Pointing dataset excerpts
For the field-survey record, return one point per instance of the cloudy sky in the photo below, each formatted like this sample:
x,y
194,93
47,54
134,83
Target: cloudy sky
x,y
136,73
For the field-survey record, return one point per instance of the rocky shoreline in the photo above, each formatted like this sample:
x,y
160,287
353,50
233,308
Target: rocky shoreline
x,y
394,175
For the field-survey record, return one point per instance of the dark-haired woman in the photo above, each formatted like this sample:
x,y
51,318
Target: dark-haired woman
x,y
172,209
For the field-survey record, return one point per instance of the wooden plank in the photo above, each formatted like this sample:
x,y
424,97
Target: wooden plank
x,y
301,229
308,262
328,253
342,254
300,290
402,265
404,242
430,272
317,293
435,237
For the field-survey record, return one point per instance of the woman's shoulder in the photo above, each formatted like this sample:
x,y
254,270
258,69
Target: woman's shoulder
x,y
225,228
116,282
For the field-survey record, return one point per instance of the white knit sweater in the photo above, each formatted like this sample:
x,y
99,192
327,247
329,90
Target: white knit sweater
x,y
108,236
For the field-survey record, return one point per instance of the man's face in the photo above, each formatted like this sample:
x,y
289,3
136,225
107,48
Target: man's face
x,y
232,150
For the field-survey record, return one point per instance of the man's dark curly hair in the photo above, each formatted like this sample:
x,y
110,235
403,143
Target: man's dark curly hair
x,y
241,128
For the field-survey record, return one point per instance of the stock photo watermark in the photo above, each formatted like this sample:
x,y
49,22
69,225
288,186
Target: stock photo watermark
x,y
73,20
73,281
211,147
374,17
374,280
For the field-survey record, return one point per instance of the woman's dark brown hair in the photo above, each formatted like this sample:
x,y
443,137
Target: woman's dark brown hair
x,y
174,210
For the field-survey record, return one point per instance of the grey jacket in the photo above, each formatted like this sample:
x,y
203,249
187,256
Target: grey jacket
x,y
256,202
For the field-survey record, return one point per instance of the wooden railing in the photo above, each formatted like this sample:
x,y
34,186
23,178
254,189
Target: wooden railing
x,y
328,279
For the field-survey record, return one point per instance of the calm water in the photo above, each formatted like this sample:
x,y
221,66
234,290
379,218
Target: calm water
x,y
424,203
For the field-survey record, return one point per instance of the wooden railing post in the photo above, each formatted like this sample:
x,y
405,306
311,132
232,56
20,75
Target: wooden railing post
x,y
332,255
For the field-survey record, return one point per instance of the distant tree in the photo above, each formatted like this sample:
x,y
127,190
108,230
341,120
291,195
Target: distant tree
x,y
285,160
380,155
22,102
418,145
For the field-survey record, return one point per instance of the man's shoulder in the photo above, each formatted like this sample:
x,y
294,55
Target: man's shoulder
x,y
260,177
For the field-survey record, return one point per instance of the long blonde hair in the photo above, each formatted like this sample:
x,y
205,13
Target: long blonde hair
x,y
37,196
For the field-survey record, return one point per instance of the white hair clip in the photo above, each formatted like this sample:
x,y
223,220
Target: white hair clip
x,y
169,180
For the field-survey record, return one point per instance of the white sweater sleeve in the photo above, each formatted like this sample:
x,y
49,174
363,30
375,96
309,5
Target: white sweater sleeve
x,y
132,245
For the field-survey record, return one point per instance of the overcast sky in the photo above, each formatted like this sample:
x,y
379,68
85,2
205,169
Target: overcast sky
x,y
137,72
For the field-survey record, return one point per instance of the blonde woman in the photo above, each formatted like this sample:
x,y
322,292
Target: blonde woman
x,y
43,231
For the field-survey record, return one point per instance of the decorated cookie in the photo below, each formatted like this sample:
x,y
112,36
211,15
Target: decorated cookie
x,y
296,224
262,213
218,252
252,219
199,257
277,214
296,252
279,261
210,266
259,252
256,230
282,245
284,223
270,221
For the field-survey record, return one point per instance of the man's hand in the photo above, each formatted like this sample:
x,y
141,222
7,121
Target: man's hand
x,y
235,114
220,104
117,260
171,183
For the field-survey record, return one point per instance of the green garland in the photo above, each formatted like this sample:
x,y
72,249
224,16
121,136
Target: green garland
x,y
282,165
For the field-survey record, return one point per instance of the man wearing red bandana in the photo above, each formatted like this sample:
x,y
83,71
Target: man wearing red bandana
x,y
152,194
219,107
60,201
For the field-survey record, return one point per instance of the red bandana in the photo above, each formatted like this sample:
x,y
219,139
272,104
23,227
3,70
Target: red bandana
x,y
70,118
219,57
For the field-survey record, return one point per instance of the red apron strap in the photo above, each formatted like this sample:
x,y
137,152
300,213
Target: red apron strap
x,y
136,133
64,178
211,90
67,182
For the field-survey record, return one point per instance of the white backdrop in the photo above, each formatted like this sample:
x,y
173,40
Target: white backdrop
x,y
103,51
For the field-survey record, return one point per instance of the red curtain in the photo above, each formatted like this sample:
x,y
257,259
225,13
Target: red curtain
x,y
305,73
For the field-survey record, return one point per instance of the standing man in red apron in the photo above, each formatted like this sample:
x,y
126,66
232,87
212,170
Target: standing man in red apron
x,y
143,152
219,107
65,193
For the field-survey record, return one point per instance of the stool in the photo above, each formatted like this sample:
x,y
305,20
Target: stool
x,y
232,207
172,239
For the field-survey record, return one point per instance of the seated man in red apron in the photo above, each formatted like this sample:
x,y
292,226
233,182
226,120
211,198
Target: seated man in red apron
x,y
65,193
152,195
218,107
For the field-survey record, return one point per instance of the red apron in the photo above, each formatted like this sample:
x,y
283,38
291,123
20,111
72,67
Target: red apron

• _EXERCISE_: Extract the whole listing, character for character.

• _FINISHED TASK_:
For the field-survey record, return one point per instance of the cloudy sky in the photo below, each formatted like this sample:
x,y
194,93
47,54
134,83
Target: cloudy sky
x,y
136,73
For the field-survey record, return one point per instance of the rocky shoreline in the photo above, each formatted like this sample:
x,y
160,287
353,50
233,308
Target: rocky shoreline
x,y
394,175
For the field-survey record, return one point per instance of the dark-haired woman in the photo above, each formatted like this sample:
x,y
51,318
Target: dark-haired woman
x,y
172,209
For the field-survey record, return one point per instance of the wooden plank in the photo above, each formatted like this sample:
x,y
424,97
Target: wooden plank
x,y
301,229
308,262
328,253
342,254
300,290
402,265
404,242
430,272
317,293
435,237
For the field-survey record, return one point per instance of the woman's shoulder in the photo above, each formatted like this sample:
x,y
254,270
258,69
Target: woman's shoulder
x,y
225,228
116,282
For the field-survey record, return one point per instance of the white knit sweater in the photo above, each formatted like this sample:
x,y
99,192
327,247
329,90
Target: white knit sweater
x,y
108,236
For the field-survey record, return one point per instance of the man's face in the photo above, each formatted like this sample:
x,y
289,3
136,225
107,48
Target: man's face
x,y
232,150
For the field-survey record, return one point per instance of the man's dark curly hair in the photo above, each formatted like this sample:
x,y
110,235
403,143
Target: man's dark curly hair
x,y
241,128
For the field-survey record, return one point per instance of the stock photo watermark in the photo above, each formatted like this sample:
x,y
49,22
69,225
288,186
Target: stock photo watermark
x,y
73,20
73,281
211,147
374,17
374,280
For the field-survey record, return one point per instance of the woman's dark brown hair in the photo above, each formatted like this sample:
x,y
443,137
Target: woman's dark brown hair
x,y
174,210
For the field-survey record, return one point per instance of the grey jacket in the photo above, each formatted like this sample:
x,y
203,249
187,256
Target: grey jacket
x,y
256,202
For the field-survey record, return one point per instance of the wooden railing in the photo above, each formatted like this sample:
x,y
34,186
23,178
254,189
Target: wooden railing
x,y
328,279
For the field-survey record, return one point per instance of the calm water in the photo above, each formatted like this sample:
x,y
221,66
234,290
379,218
Target: calm water
x,y
424,203
For the field-survey record, return one point per instance of the wooden railing post in the photo above, each formatted like this sample:
x,y
405,306
311,132
232,56
20,75
Target: wooden railing post
x,y
332,255
For the field-survey record, return one point per instance of the distant tree in the photo above, each formatted like this sample:
x,y
127,190
108,230
341,120
291,195
Target: distant tree
x,y
285,160
380,155
22,102
418,145
For the field-survey record, return one point per instance of the man's shoulder in the photo above, each formatted like this sample:
x,y
294,55
Target: man's shoulder
x,y
260,177
For the field-survey record, return one point per instance of the long blonde hair in the photo above, each formatted like this sample:
x,y
205,13
Target: long blonde hair
x,y
37,196
For the field-survey record, return one point per instance of the white hair clip in the photo above, each formatted like this sample:
x,y
223,220
Target: white hair clip
x,y
169,180
For the field-survey record, return one point per instance of the white sweater sleeve in the photo above, each formatted like this sample:
x,y
49,174
363,30
375,96
309,5
Target: white sweater sleeve
x,y
132,245
For the field-survey record, return one point per instance of the overcast sky in the photo above, each formatted like this sample:
x,y
379,68
85,2
205,169
Target: overcast sky
x,y
137,72
For the field-survey record, return one point per instance of the blonde woman in the photo above, each formatted like this sample:
x,y
322,292
Target: blonde woman
x,y
43,231
For the field-survey record, return one point per instance of the decorated cookie in the photo below, each formatted like this sample:
x,y
112,36
211,15
Target: decorated cookie
x,y
296,224
262,213
218,252
252,219
199,257
277,214
296,252
279,261
210,266
259,252
256,230
282,245
284,223
270,221
For the field-survey record, return one point per instance of the man's hand in the photo above, each formatted like this sample:
x,y
141,222
7,121
Target: man's hand
x,y
235,114
220,104
117,260
171,183
For the field-survey record, return one point per instance of the green garland in the photo above, each formatted like this sample:
x,y
72,249
224,16
121,136
Target: green garland
x,y
282,165
For the field-survey record, return one point per instance of the man wearing red bandana in the photo above, each formatted like this sample:
x,y
83,71
Target: man wearing red bandana
x,y
152,194
219,107
60,201
For the field-survey record, return one point per instance of the red bandana in the photo above, each formatted like this sample:
x,y
219,139
272,104
23,227
3,70
Target: red bandana
x,y
70,118
219,57
For the field-survey record, return one point per instance of the red apron strap in the photo above, each formatted like this sample:
x,y
137,152
300,213
Target: red apron strap
x,y
136,133
64,178
211,90
67,182
For the field-survey record, return one point per instance of the white backdrop in the photo above, each formatted like this sample:
x,y
173,40
Target: white backdrop
x,y
103,51
For the field-survey record, return one point per instance of the red curtain in the photo above, each formatted like this sample:
x,y
257,259
225,13
Target: red curtain
x,y
305,73
For the field-survey record, return one point per instance of the standing man in red apron in the photo above, each formatted like this sample:
x,y
126,66
232,87
212,170
Target: standing man in red apron
x,y
143,152
219,107
65,193
For the field-survey record, return one point per instance of the stool in the photo above, each formatted like this sample:
x,y
305,20
Target: stool
x,y
232,207
172,239
For the field-survey record, return one point per instance of the seated man in red apron in the photo above, each formatted like this sample:
x,y
292,226
233,182
226,120
211,198
Target: seated man in red apron
x,y
65,193
152,195
218,107
For the field-survey record, return one point per instance of the red apron in the photo above, each formatted like this sample:
x,y
283,38
291,123
20,111
72,67
Target: red apron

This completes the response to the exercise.